TASK INSTRUCTIONS:
a – From the FERC frequency response text, list everything that newly interconnecting generating facilities must do with equipment capable of providing primary frequency response as a condition of interconnection.
b – Swap "Eastern Interconnection" for "Western Interconnection" in the FERC frequency response text, and write out everything from "The reliable operation" down to "no primary frequency response.".

**** PAGE TEXT ****

FERC has approved a final rule requiring generating facilities that interconnect to the grid to provide primary frequency response.[1]  Primary frequency response actions are needed to stop extraordinary deviations from the grid’s target frequency that could cause grid instability.  The North American Electric Reliability Corporation, the group responsible for grid reliability standards, said that “(f)requency response is among the essential reliability services critical to the reliability of the bulk power system.”  FERC notes declining frequency response performance and the impact the evolving generation resource mix on frequency response.

Background

The reliable operation of the alternating current North American electric grid depends on maintaining a frequency near 60 Hertz (Hz).  Frequency variations, however, can occur due to sudden changes in the balance between load and generation and can cause instability, and possibly load shedding, if the frequency deviates too far from 60 Hz.  Frequency responsive control equipment in a generating facility can sense changes in system frequency and, through turbine-governors, autonomously adjust a generator’s output to help move the system frequency back toward 60 Hz.

The final rule is aimed at two problems. First, there are indications that some generator owners and operators within the Eastern Interconnection disable or otherwise set their controls such that they provide little or no primary frequency response.

Second, synchronous generating facilities with standard governor controls have historically been the predominant sources of frequency response service.  However, those generators are being replaced, in part, with non-synchronous variable energy resources such as wind and solar.  FERC observes that variable energy resources have not typically had primary frequency response capabilities.

The final rule

Newly interconnecting generating facilities are required to install, maintain, and operate equipment capable of providing primary frequency response as a condition of interconnection to the grid.  Accordingly, FERC is modifying the standard interconnection agreements to reflect this requirement.

The final rule adds the following obligations to the standard interconnection agreements:

  • Requires generating facilities to install and operate equipment that can sense changes in system frequency and autonomously adjust the generating facility’s output.

  • Sets minimum uniform operating requirements for primary frequency response and prohibits generating facilities from limiting the provision of primary frequency response, except under certain conditions.

**** DATASET EXCERPTS ****

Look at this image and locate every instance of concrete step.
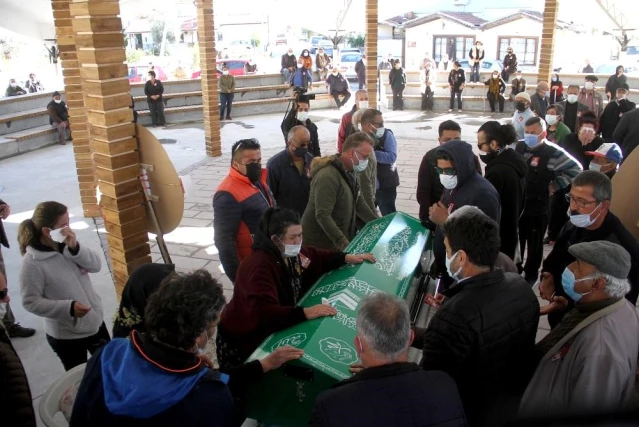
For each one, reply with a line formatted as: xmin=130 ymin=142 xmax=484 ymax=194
xmin=386 ymin=95 xmax=515 ymax=116
xmin=0 ymin=90 xmax=64 ymax=116
xmin=0 ymin=107 xmax=49 ymax=135
xmin=138 ymin=94 xmax=335 ymax=126
xmin=0 ymin=125 xmax=58 ymax=160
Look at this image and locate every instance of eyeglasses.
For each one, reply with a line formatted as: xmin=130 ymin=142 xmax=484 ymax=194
xmin=435 ymin=166 xmax=456 ymax=176
xmin=566 ymin=194 xmax=597 ymax=208
xmin=231 ymin=138 xmax=260 ymax=155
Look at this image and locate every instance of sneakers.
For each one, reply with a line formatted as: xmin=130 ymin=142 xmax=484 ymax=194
xmin=7 ymin=323 xmax=35 ymax=338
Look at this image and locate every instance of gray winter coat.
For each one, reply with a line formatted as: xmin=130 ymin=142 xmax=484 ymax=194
xmin=519 ymin=299 xmax=639 ymax=418
xmin=20 ymin=244 xmax=104 ymax=339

****

RESPONSES TO THE TASKS:
a – install, maintain, operate

b –
The reliable operation of the alternating current North American electric grid depends on maintaining a frequency near 60 Hertz (Hz).  Frequency variations, however, can occur due to sudden changes in the balance between load and generation and can cause instability, and possibly load shedding, if the frequency deviates too far from 60 Hz.  Frequency responsive control equipment in a generating facility can sense changes in system frequency and, through turbine-governors, autonomously adjust a generator’s output to help move the system frequency back toward 60 Hz.

The final rule is aimed at two problems. First, there are indications that some generator owners and operators within the Western Interconnection disable or otherwise set their controls such that they provide little or no primary frequency response.